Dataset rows
•••••

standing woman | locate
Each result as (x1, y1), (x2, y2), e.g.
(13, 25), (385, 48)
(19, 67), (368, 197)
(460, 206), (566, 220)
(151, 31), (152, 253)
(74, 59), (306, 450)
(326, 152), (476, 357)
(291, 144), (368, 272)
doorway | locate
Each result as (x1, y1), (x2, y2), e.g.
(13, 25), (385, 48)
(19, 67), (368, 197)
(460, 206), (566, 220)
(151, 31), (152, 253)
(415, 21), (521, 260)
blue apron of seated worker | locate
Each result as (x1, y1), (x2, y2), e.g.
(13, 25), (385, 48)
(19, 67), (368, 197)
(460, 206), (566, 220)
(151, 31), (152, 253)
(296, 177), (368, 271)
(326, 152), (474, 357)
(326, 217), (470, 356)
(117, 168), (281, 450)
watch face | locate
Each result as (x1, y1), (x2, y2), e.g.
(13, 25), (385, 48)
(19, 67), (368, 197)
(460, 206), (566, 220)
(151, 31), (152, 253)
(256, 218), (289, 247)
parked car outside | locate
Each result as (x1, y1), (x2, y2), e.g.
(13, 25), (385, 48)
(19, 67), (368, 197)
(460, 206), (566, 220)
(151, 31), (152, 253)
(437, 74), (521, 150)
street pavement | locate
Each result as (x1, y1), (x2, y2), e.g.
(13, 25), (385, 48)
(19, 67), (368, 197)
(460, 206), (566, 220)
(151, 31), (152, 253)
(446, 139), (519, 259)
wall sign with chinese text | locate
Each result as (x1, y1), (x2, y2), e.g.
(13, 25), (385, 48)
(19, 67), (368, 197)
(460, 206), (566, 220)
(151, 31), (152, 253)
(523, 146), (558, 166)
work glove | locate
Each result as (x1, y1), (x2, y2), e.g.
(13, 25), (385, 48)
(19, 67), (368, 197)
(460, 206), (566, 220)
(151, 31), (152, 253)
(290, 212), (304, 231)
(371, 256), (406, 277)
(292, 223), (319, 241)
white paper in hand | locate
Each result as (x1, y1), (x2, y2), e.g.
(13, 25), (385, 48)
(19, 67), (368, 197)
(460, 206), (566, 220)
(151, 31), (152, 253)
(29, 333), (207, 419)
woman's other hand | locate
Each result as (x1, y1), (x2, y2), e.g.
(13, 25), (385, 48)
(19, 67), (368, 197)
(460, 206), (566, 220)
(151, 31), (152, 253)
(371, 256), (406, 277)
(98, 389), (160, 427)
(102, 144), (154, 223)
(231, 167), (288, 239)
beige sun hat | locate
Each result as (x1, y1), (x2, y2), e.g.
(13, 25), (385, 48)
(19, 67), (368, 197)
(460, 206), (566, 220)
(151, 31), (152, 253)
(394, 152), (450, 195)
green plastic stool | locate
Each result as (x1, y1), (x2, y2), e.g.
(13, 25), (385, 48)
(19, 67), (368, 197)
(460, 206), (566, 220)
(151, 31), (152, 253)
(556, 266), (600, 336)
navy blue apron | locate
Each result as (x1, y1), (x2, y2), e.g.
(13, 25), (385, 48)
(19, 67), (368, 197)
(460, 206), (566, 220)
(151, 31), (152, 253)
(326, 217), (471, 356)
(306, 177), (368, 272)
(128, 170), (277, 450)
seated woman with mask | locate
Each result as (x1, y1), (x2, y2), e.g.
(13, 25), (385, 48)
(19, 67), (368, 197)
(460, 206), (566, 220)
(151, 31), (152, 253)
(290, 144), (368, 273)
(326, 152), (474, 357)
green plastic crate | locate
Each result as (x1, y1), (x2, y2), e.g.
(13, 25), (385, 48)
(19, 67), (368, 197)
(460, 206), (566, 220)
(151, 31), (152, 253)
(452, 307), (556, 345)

•••••

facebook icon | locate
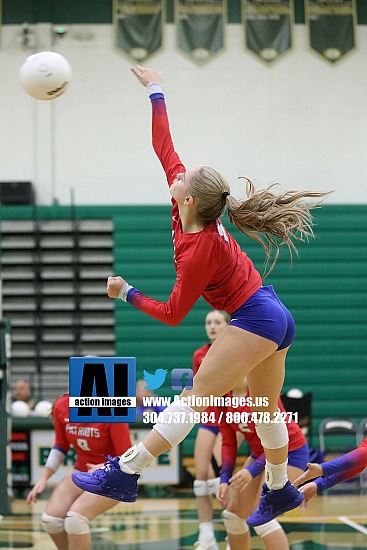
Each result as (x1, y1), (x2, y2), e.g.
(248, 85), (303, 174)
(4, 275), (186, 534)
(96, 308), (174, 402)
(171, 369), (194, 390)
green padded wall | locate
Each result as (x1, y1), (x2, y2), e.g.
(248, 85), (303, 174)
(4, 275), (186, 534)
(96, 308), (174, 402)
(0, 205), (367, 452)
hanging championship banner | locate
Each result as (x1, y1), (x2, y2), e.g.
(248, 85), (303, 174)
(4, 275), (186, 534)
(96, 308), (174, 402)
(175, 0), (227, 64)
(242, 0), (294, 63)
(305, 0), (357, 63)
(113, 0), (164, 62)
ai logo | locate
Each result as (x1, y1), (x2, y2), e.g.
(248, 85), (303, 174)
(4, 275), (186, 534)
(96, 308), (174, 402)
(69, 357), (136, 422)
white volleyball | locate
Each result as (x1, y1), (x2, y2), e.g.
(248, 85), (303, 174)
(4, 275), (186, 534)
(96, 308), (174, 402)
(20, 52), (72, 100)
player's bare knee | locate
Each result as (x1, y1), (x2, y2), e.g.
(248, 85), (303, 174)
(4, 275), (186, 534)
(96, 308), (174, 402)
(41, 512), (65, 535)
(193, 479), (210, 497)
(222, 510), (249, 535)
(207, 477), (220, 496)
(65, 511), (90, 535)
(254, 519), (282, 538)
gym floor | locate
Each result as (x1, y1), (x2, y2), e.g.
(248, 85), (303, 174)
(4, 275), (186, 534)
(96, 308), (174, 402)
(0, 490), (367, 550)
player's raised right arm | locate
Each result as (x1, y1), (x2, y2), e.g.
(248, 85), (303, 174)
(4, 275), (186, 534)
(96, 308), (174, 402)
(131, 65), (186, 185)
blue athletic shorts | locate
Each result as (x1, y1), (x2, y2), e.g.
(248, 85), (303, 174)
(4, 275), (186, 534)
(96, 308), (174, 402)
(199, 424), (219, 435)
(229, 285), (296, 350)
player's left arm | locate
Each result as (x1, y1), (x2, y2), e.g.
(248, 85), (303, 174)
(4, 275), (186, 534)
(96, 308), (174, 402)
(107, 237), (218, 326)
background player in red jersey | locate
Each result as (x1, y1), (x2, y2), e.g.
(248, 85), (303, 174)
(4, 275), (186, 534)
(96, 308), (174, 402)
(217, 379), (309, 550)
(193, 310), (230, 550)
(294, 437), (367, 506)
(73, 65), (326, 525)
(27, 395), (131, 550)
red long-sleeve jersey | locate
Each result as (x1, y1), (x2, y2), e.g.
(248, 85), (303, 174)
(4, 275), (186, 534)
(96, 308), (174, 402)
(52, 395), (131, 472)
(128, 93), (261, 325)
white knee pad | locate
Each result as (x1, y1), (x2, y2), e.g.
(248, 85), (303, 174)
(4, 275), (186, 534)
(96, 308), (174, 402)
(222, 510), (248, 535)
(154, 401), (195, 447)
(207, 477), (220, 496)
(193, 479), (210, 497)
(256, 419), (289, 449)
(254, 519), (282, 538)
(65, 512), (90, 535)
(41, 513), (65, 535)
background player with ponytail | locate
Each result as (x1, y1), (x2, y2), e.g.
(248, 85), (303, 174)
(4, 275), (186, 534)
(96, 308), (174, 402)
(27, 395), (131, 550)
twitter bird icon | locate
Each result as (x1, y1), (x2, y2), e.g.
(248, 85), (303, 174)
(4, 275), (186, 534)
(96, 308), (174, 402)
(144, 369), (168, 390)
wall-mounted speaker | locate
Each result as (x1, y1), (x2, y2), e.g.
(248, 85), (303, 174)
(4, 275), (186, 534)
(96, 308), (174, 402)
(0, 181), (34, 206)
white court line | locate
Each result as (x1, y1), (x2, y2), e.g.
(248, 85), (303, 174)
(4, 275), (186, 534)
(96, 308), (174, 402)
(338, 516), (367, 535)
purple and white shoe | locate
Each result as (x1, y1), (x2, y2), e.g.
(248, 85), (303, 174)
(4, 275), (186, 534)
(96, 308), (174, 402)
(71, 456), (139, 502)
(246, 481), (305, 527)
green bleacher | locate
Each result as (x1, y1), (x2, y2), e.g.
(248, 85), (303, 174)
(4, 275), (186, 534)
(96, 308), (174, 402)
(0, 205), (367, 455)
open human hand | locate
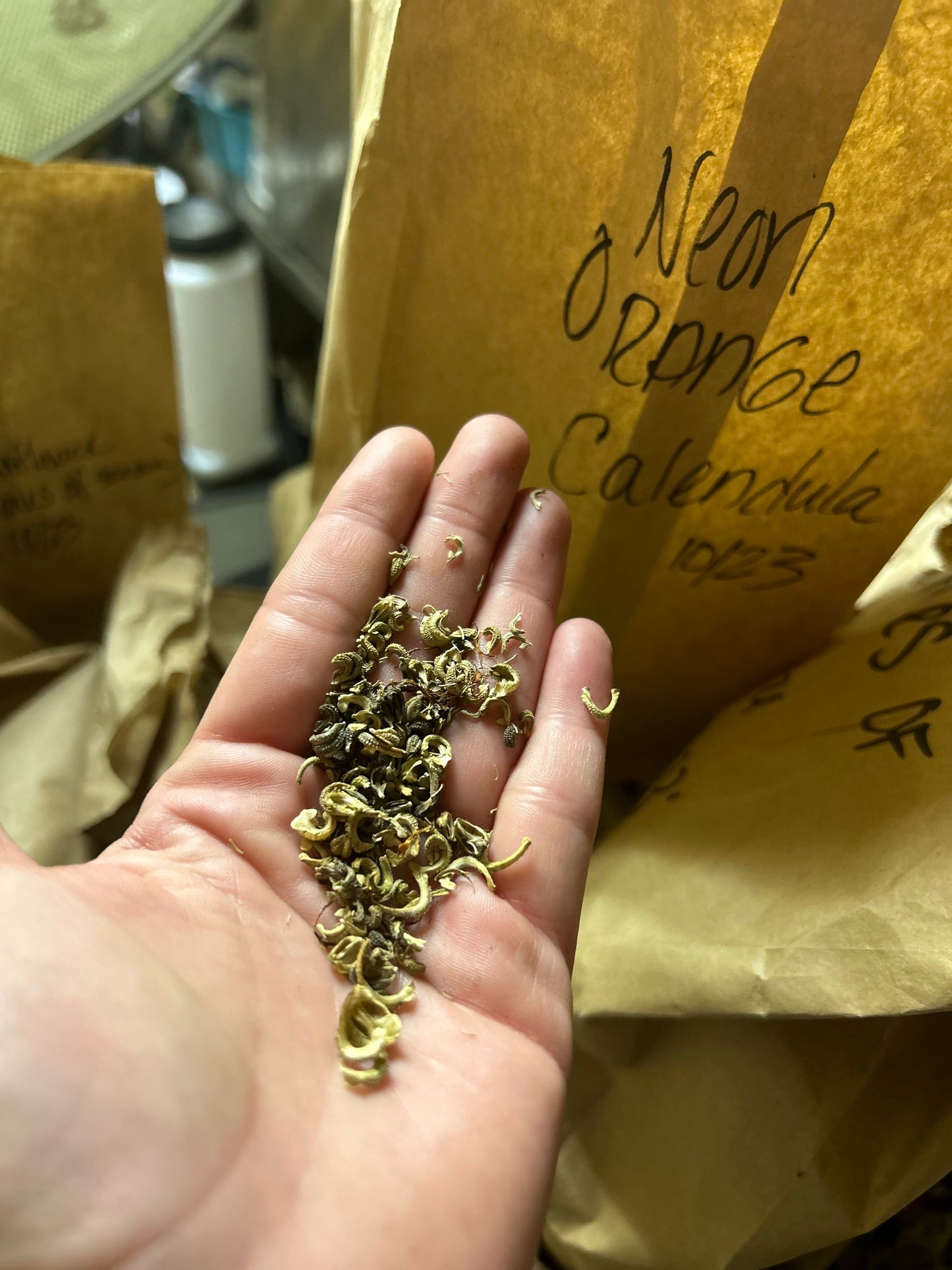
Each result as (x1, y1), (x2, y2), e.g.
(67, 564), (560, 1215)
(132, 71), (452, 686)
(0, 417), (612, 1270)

•••••

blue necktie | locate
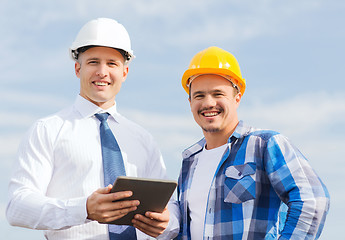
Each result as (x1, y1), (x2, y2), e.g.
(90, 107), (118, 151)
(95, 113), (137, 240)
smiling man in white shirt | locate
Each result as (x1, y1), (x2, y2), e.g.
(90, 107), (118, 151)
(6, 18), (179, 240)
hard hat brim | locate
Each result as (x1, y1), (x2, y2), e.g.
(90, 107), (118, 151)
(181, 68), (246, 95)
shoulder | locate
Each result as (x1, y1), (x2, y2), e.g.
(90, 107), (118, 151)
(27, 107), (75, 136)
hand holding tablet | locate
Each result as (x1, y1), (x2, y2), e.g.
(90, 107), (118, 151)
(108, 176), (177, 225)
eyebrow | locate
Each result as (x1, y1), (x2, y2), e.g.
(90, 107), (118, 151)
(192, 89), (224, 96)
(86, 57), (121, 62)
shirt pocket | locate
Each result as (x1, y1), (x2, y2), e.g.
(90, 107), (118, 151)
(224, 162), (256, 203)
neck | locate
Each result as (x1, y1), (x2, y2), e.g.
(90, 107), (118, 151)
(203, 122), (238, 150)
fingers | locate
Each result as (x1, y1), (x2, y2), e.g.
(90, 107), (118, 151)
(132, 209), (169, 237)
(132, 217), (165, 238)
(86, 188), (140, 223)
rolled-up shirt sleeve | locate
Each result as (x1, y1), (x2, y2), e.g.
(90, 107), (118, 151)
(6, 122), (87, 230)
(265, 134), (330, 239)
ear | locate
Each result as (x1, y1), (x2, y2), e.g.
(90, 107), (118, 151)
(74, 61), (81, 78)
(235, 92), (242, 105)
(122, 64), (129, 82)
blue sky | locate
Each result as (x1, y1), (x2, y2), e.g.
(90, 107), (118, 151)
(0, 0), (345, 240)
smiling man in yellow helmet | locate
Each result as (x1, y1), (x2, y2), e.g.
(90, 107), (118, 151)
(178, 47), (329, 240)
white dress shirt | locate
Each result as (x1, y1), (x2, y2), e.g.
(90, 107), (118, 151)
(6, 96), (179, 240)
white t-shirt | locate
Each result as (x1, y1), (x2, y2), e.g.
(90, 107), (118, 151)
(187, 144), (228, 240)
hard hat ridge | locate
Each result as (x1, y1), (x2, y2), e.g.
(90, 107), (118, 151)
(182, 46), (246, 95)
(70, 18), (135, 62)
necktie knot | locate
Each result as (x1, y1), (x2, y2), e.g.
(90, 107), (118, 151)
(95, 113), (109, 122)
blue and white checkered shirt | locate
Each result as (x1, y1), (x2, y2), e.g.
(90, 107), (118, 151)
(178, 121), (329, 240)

•••••

• **Directions for this task**
Pick out every line in the rows above that contains the word "green", and copy each one.

• **Expected answer**
green plastic stool | locate
green plastic crate | locate
green padded wall | locate
green bleacher | locate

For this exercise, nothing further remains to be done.